_SOURCE MATERIAL_
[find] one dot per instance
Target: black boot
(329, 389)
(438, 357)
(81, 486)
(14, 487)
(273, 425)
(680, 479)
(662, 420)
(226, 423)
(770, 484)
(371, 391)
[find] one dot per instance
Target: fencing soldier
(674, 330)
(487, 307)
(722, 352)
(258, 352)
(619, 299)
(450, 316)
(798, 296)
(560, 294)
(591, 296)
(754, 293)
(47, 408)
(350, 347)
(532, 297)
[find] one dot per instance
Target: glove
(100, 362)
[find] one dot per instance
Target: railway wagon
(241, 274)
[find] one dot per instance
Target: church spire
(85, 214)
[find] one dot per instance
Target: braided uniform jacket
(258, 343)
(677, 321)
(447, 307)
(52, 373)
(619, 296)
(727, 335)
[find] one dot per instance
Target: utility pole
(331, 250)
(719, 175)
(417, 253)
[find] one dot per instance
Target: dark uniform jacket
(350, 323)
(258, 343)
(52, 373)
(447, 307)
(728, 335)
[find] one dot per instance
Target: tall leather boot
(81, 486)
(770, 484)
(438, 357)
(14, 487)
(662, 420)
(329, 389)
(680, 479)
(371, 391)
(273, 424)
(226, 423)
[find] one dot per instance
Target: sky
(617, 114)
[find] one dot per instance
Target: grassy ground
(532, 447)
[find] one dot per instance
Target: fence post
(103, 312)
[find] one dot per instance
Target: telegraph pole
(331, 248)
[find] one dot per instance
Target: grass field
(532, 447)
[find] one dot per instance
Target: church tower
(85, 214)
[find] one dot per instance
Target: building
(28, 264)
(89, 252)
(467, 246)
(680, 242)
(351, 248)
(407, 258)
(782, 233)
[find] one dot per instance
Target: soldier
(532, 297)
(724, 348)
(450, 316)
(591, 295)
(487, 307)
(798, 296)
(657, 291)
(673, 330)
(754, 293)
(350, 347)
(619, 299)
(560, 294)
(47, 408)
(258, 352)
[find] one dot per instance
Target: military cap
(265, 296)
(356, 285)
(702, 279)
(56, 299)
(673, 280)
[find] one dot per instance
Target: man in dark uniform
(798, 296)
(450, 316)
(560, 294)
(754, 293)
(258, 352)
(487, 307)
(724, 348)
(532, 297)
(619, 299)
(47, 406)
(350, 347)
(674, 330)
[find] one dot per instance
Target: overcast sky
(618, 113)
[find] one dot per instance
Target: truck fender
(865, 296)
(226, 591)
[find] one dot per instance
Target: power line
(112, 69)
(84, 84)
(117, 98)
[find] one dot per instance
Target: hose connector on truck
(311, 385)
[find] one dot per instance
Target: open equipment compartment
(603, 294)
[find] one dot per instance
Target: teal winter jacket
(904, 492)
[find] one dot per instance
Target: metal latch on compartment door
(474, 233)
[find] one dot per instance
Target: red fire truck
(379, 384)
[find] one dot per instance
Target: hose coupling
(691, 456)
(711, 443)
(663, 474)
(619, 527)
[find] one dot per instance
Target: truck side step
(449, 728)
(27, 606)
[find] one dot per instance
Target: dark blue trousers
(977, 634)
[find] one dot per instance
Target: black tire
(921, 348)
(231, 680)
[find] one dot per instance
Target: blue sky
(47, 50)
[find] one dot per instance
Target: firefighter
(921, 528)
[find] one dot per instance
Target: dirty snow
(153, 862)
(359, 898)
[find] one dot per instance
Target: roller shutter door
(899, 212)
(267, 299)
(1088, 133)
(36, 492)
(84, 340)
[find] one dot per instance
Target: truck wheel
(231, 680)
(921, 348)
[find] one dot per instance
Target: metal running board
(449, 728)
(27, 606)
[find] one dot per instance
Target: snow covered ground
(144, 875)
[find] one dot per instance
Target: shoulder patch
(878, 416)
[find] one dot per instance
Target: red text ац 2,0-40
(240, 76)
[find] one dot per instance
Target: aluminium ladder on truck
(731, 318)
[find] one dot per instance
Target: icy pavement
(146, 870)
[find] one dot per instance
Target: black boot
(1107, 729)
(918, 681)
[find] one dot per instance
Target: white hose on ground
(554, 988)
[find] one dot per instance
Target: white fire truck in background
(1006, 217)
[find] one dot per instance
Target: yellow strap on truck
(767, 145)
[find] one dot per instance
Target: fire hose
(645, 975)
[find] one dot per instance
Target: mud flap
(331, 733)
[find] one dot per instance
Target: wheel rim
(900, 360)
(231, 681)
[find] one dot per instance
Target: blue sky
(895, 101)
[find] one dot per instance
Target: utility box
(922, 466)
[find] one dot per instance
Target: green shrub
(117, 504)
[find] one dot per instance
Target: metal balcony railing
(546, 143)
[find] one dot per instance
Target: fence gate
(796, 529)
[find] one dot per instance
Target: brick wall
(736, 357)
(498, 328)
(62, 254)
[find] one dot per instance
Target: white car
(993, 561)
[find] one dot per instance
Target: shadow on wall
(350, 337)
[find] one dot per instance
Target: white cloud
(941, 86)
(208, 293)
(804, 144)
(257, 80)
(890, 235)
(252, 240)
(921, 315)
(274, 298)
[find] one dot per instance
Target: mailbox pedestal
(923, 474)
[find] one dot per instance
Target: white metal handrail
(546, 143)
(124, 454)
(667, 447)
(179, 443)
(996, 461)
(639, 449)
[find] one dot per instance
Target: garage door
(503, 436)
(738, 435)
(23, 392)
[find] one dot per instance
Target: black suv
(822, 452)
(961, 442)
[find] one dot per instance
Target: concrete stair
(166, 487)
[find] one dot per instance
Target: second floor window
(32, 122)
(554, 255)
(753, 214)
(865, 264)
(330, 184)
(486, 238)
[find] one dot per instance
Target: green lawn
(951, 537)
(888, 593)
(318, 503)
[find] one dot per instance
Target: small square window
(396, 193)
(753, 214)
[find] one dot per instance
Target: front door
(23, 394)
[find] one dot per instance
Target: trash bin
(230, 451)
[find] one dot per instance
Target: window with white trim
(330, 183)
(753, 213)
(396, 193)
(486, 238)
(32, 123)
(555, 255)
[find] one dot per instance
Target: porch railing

_AIM OF THE EXERCISE_
Retype the material above in full, exactly.

_TASK OUTPUT_
[find] one dot per instance
Target: black boot
(329, 389)
(438, 357)
(81, 486)
(14, 487)
(273, 425)
(680, 479)
(662, 420)
(226, 423)
(770, 484)
(371, 391)
[find] one dot per instance
Target: fencing soldier
(674, 330)
(487, 307)
(722, 352)
(258, 352)
(619, 299)
(450, 316)
(798, 296)
(560, 294)
(591, 296)
(754, 293)
(47, 408)
(350, 347)
(532, 297)
[find] one dot per instance
Target: glove
(100, 362)
[find] one dot per instance
Target: railway wagon
(241, 274)
[find] one dot per instance
Target: church spire
(85, 214)
[find] one dot per instance
Target: braided uniform jacket
(258, 343)
(677, 321)
(447, 307)
(52, 373)
(619, 296)
(727, 335)
[find] one dot per instance
Target: utility pole
(331, 250)
(719, 175)
(417, 253)
[find] one dot per instance
Target: dark uniform jacket
(350, 323)
(258, 343)
(52, 373)
(447, 307)
(728, 335)
[find] one dot per instance
Target: tall leather boot
(81, 486)
(770, 484)
(438, 357)
(14, 487)
(662, 420)
(329, 389)
(680, 479)
(371, 391)
(273, 424)
(226, 423)
[find] one dot per instance
Target: sky
(617, 114)
[find] one dot per instance
Target: grassy ground
(532, 447)
[find] one dot per instance
Target: fence post
(103, 312)
[find] one dot per instance
Target: telegraph pole
(331, 248)
[find] one dot per instance
Target: grass field
(532, 447)
[find] one dot per instance
Target: church tower
(85, 214)
[find] one dot per instance
Target: building
(28, 264)
(89, 252)
(467, 246)
(680, 242)
(351, 248)
(407, 258)
(782, 233)
[find] one dot per instance
Target: soldier
(532, 297)
(724, 348)
(450, 316)
(591, 295)
(487, 307)
(798, 296)
(657, 291)
(673, 330)
(754, 293)
(350, 347)
(619, 299)
(560, 294)
(47, 408)
(258, 352)
[find] one dot per instance
Target: military cap
(265, 296)
(356, 285)
(702, 279)
(56, 299)
(673, 280)
[find] one dot per instance
Target: man in dark uniform
(798, 296)
(450, 316)
(560, 294)
(754, 293)
(258, 352)
(487, 307)
(724, 348)
(532, 297)
(619, 299)
(47, 406)
(350, 347)
(674, 330)
[find] one dot per instance
Target: overcast sky
(618, 113)
[find] one dot per instance
Target: truck fender
(865, 296)
(226, 591)
[find] one dot per instance
Target: power line
(112, 69)
(84, 84)
(117, 98)
[find] one dot per instance
Target: hose connector on truck
(311, 385)
[find] one dot per instance
Target: open equipment compartment
(603, 294)
[find] one dot per instance
Target: teal winter jacket
(904, 492)
[find] one dot per instance
Target: metal latch on compartment door
(474, 233)
[find] one dot per instance
Target: red fire truck
(379, 384)
[find] one dot per instance
Target: hose coupling
(691, 456)
(711, 443)
(663, 474)
(619, 527)
[find] one dot per instance
Target: truck side step
(449, 728)
(27, 606)
[find] one dot per instance
Target: dark blue trousers
(977, 634)
[find] one dot per instance
Target: black tire
(921, 348)
(231, 680)
[find] one dot per instance
Target: blue sky
(47, 50)
[find] one dot per instance
Target: firefighter
(921, 528)
[find] one dot per instance
Target: dirty snow
(153, 862)
(359, 898)
[find] one dot per instance
Target: roller shutter door
(899, 212)
(267, 299)
(1088, 133)
(36, 492)
(84, 340)
[find] one dot per instance
Target: truck wheel
(231, 680)
(921, 348)
[find] one dot per instance
Target: metal running board
(449, 728)
(27, 606)
[find] one dot per instance
Target: snow covered ground
(144, 875)
[find] one dot per instance
Target: shoulder patch
(878, 416)
[find] one dot per instance
Target: red text ац 2,0-40
(240, 76)
[find] one dot per instance
Target: aluminium ladder on truck
(731, 318)
[find] one dot per instance
Target: icy pavement
(146, 870)
[find] one dot per instance
Target: black boot
(1107, 729)
(918, 681)
[find] one dot per instance
Target: white hose on ground
(554, 988)
[find] one dot per instance
Target: white fire truck in background
(1006, 217)
[find] one dot per instance
Target: yellow strap on truck
(767, 145)
[find] one dot per instance
Target: fire hose
(645, 975)
[find] one dot per instance
Target: mud flap
(331, 733)
[find] one dot per instance
Target: wheel rim
(900, 360)
(231, 681)
[find] one dot per instance
Target: blue sky
(895, 101)
[find] one dot per instance
Target: utility box
(922, 466)
[find] one dot per instance
Target: green shrub
(117, 504)
[find] one dot per instance
Target: metal balcony railing
(546, 143)
[find] one dot per instance
Target: fence gate
(796, 529)
[find] one dot per instance
Target: brick wall
(736, 357)
(498, 328)
(62, 254)
[find] one dot per instance
Target: white car
(993, 561)
[find] one dot per instance
Target: shadow on wall
(350, 337)
[find] one dot per instance
Target: white cloud
(941, 86)
(208, 293)
(804, 144)
(257, 80)
(890, 235)
(252, 240)
(921, 315)
(274, 298)
[find] one dot per instance
Target: mailbox pedestal
(923, 474)
[find] one dot per instance
Target: white metal handrail
(546, 143)
(124, 454)
(667, 447)
(179, 443)
(996, 461)
(639, 449)
[find] one dot per instance
Target: garage door
(503, 436)
(738, 435)
(23, 392)
[find] one dot per instance
Target: black suv
(822, 452)
(961, 442)
[find] one dot per instance
Target: concrete stair
(166, 487)
[find] one dot per instance
Target: second floor window
(32, 122)
(554, 255)
(753, 214)
(865, 264)
(330, 184)
(486, 238)
[find] one dot per instance
Target: green lawn
(951, 537)
(888, 593)
(318, 503)
[find] one dot per instance
Target: small square window
(396, 193)
(753, 214)
[find] one dot per instance
Target: front door
(23, 394)
[find] one dot per instance
Target: trash bin
(230, 451)
[find] one dot per instance
Target: window with white trim
(330, 183)
(753, 213)
(396, 193)
(486, 238)
(32, 123)
(555, 255)
[find] one dot per instance
Target: porch railing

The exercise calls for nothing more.